## Document extract
>> Start

Monday 5 February 2018

Belle and Sebastian: Five Landmark Concerts and Three Key Cover Versions




'Rollercoaster Ride - The Alan's Album Archives Guide To Belle and Sebastian Is Available By Clicking Here



FIVE LANDMARK CONCERTS:

I don't know about you, dear reader, but so far this book/website has seemed awfully studio-bound: yes there are the odd live albums dotted round in the discographies but a touring life was usually as important if not more so to our AAA artists. Even we can't go through every gig they ever played however, so what we've decided to do instead is bring you five particularly important gigs with a run-down of what was played, where and when and why we consider these gigs so important, along with one particularly good one that summed up the band's setlist during their live peak (or one of them, anyway). Think of these as a sort of 'highlights' covering from first to (in some cases) last, to whet your appetite and to avoid ignoring a band's live work completely!

>> End

## Stated problem 1
Tally the lines in the listing below that contain the string "grass", with case counting, and reply with the number alone.

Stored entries

>> Start

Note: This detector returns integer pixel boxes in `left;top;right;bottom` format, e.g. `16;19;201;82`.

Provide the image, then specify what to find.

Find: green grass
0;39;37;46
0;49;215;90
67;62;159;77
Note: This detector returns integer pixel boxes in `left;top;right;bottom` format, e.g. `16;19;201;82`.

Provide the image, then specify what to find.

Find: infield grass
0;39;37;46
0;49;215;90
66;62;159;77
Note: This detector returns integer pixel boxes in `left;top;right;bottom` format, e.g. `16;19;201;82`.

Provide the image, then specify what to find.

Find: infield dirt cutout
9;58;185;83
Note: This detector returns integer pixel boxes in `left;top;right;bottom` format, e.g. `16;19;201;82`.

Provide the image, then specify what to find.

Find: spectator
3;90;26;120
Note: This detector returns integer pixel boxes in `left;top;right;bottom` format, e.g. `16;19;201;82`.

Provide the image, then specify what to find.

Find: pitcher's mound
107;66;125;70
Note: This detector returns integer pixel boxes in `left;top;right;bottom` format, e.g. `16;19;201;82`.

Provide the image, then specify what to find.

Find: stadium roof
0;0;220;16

>> End
>> Start

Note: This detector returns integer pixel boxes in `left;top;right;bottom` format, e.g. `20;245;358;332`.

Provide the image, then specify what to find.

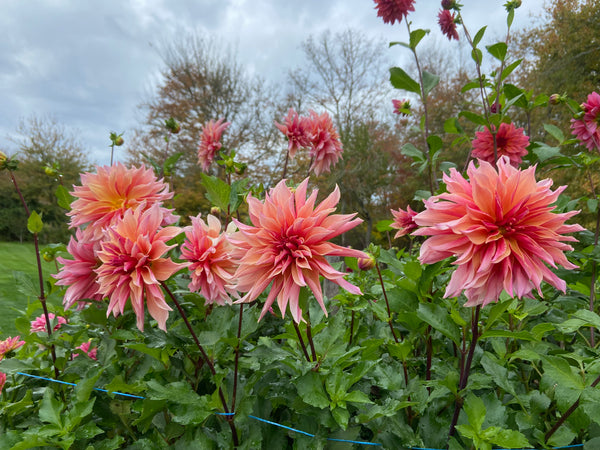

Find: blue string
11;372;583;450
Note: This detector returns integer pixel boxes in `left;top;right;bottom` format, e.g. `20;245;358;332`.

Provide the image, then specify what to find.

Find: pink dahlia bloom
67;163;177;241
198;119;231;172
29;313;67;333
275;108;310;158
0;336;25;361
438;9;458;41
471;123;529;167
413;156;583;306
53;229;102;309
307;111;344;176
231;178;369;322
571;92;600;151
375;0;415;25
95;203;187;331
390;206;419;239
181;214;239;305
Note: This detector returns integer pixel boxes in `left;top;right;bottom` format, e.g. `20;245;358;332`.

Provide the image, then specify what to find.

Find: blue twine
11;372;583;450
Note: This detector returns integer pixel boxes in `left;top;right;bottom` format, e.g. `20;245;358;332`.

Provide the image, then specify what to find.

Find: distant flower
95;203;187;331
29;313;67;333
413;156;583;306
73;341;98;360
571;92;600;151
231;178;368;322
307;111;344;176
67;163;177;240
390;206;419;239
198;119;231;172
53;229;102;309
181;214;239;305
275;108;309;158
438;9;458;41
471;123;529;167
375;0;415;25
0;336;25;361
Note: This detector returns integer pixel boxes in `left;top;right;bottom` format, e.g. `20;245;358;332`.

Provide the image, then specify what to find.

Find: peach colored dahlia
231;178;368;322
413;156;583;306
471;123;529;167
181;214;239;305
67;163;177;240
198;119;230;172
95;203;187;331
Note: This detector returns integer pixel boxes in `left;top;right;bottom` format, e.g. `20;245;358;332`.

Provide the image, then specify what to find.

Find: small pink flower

>> End

## Stated problem 2
Pick up the Belle and Sebastian concerts piece above where it stops, and carry it on from its final sentence.

## Result 1
2

## Result 2
Belle and Sebastian aren't the most natural live act on the planet. Though it's been tidied up and tightened a lot in the past ten years most B and S fans still go to gigs expecting them to 'stay loose', with much in-joking, tuning up, random off the wall covers and audience karaoke participation. No two shows are ever alike, though not always in a Grateful Dead eclectic could-go-anywhere sense but more in a how-did-we-do-this-the-last-time? sense. Still, their audience almost always walk out having had a good time and the band, sweetly, still generally play small venues (or more recently small-ish festivals) rather than the arenas they could probably get away with. Would we really want them any other way? This is a band, after all, that only formed to make one record for one course project - nobody gave any thoughts to going on the road back when 'Tigermilk' was made in 1995 and it took nearly two years for the band to play any gigs at all, while they still haven't clocked up all that many (468 at my count) - less than any AAA band to have lasted the twenty years B and S have. There are still lots of highlights though including these five listing what they played when (at least when we know it!)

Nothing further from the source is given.